• EXCERPT TO READ
•••••
Why did Pierrot give her a list of bistros?
Alphonse counters that they are in a city with 37 movie theaters. He intends to go to the movies. And eat if there is time left over.
She refuses. He agrees to do what she wants on one condition.
That you marry me.
He proposes!
Outside Jean-Francois has Odile the make-up girl try on an outfit so that she can be in the scene.
Ferrand the director talks to us in voice-over as he walks across the lot. Shooting a film is like crossing the Wild West in a stagecoach. You start out hoping for a nice voyage but soon you wonder if you will ever reach your destination.
He has lots of decisions to make. Sometimes he knows the answer and sometimes he does not.
Lajoie the Production Manager shows him two cars--a red one and a white one. He picks a third, a blue one. Which belongs to his AD. Maybe he will not mind.
Bertrand the Producer says the Americans insist the film be finished in seven weeks. Ferrand will talk to Jean-Francois about it. Jean-Francois is the 1st AD.
Odile shows him Severine's wig. Is it too light? Ferrand does not know.
Bernard the Property Master shows him a group of guns. Ferrand picks one for the final scene.
It is time to watch Dailies. Or Rushes.
All crew report to the screening room.
Severine is absent. She never comes to rushes. Alexandre is at the airport. There may be something wrong in his private life. Or he may be picking up someone.
Ferrand talks to Yann. The editor. Played by Yann Dedet. The editor of this film.
We watch the Rushes.
We watch the reactions.
Liliane shares a cigarette with Pierrot the Photographer. Alphonse sees it and grows jealous. He reaches over to touch her. She accepts.
Lajoie the Production Manager rushes in to tell Bertrand the Producer some news. Bertrand tells the crew.
There has been a power failure at the lab. The footage of the crowd scene has been lost and will have to be reshot.
It is time for the first scene between Alexandre and Severine.
The crew sets up an interior shot on the sound stage.
Alphonse tells Ferrand that he and Liliane will be getting married. Ferrand congratulates him. Alphonse asks Ferrand to be his best man. Ferrand is flattered. He agrees.
Later on set Ferrand congratulates Liliane. After he leaves she looks as though she does not know what he is talking about!
A man introduces Ferrand to two women. He is pitching them to him. How did he get here?
•••••
• SOURCE MATERIAL
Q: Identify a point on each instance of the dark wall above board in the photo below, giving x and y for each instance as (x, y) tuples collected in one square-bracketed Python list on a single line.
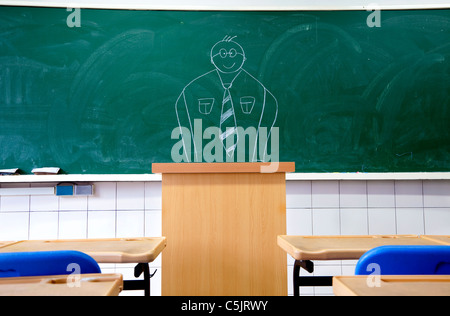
•••••
• WORK TO DO
1 – Rewrite the film synopsis between "Why did Pierrot" and "reach your destination.", inclusive, replacing "stagecoach" with "covered wagon".
2 – State whether each statement agrees with the film synopsis, answering yes or no and quoting the words that decide it: (a) Ferrand chooses the red car that Lajoie shows him. (b) Severine does not attend the rushes. (c) The crowd scene must be reshot because of a power failure at the lab.
3 – Write what comes next in the film synopsis, starting after its final sentence.

• PER-TASK ANSWERS
1 –
Why did Pierrot give her a list of bistros?
Alphonse counters that they are in a city with 37 movie theaters. He intends to go to the movies. And eat if there is time left over.
She refuses. He agrees to do what she wants on one condition.
That you marry me.
He proposes!
Outside Jean-Francois has Odile the make-up girl try on an outfit so that she can be in the scene.
Ferrand the director talks to us in voice-over as he walks across the lot. Shooting a film is like crossing the Wild West in a covered wagon. You start out hoping for a nice voyage but soon you wonder if you will ever reach your destination.

2 –
(a) No: "He picks a third, a blue one."
(b) Yes: "She never comes to rushes."
(c) Yes: "There has been a power failure at the lab. The footage of the crowd scene has been lost and will have to be reshot."

3 –
Jean-Francois the 1st AD approaches and tells Ferrand he needs him for something urgent. He walks him away. Ferrand asks what is urgent. Jean-Francois says, Nothing. I was rescuing you.
Jean-Francois is played by Jean-Francois Stevenin. Who is the 2nd AD of this film. Or in France, the Assistant Assistant Director. Jean-Francois is short and somewhat stocky with balding hair and a low center of gravity. He looks like a cross between Jason Alexander and Walton Goggins. He is wearing a green varsity-style jacket over a mustard plaid collared shirt.
Another stranger is sitting on set. Talking to the Producer.
Ferrand asks who he is. Jean-Francois says he is the police officer who gave them permission to film in the street. So Bertrand invited him to watch. Ferrand asks, Do I watch him work? When he arrests people? Jean-Francois laughs. Ferrand has to work in front of onlookers. He does not like it. It is part of the job.
They set up the shot.
They roll.
They slate.
They call Action.
Severine begins but says the wrong name. Another take. Severine begins but forgets her line. Another take. Severine asks Ferrand if she can do it as she does it with Federico, with numbers.
A reference to the legendary Italian director Federico Fellini. Suggesting that in Italy--or with Fellini anyway--they shoot MOS, or without sound, and then dub in the lines later.
She demonstrates. 17, 23, 5, 94, 48, 2, 33. And she plays it with great drama and feeling.
We have mentioned that Valentina Cortese, who plays Severine, really filmed with Fellini, in Juliet of the Spirits. Did she really say numbers instead of lines?
Ferrand says No to her request. Here we shoot direct sound. He pulls down the microphone from above and shows her. You will have to say the lines.
Another take. Severine misses the lines again. She calls for Joelle, the Script Girl. She demands cue cards. They make cue cards. Joelle shows her where they have hung them to the wall and behind the column.
Another take. Severine does a walk-and-talk. Alexandre sits in the chair listening. Odile the make-up girl, acting as the maid, opens and closes the door. Severine goes to open the same door but opens the wrong door, the door to the left. The closet door. She grows more emotional.
Another take. She does it again. Another take. She does it again. Another take. She does it again.
Bernard the Property Master has come over to spray dulling spray on the door. Severine grabs him and tells him he is the only one who understands. She kisses him. She invites him to her dressing room afterwards. He turns and gestures to the crew that she has been drinking. Heavily.
Ferrand clears the set of all non-essential personnel. Alphonse goes to leave. Ferrand says, Not you. You may stay. Alphonse says he would rather go watch a movie anyway.
Liliane the Script Intern gossips about Severine's drinking. Joelle the Script Girl defends Severine, rationalizing. Her son has leukemia. The call could come any time.
Severine blames it on her wig. It is too tight. It is giving her headaches.
They wrap the scene for the day. They will try again tomorrow.
Ferrand sleeps. He has dreams. Dreams that haunt the director. Voices speaking to him. Why do you not make political films? Why do you not make erotic films? The Americans insist you make the film in seven weeks.
He dreams of himself as a young boy. In black and white. Walking down the street. Bandying a cane.
Another day. We are outside.
Ferrand asks Jean-Francois, Who is that strange woman on set. Sitting and knitting.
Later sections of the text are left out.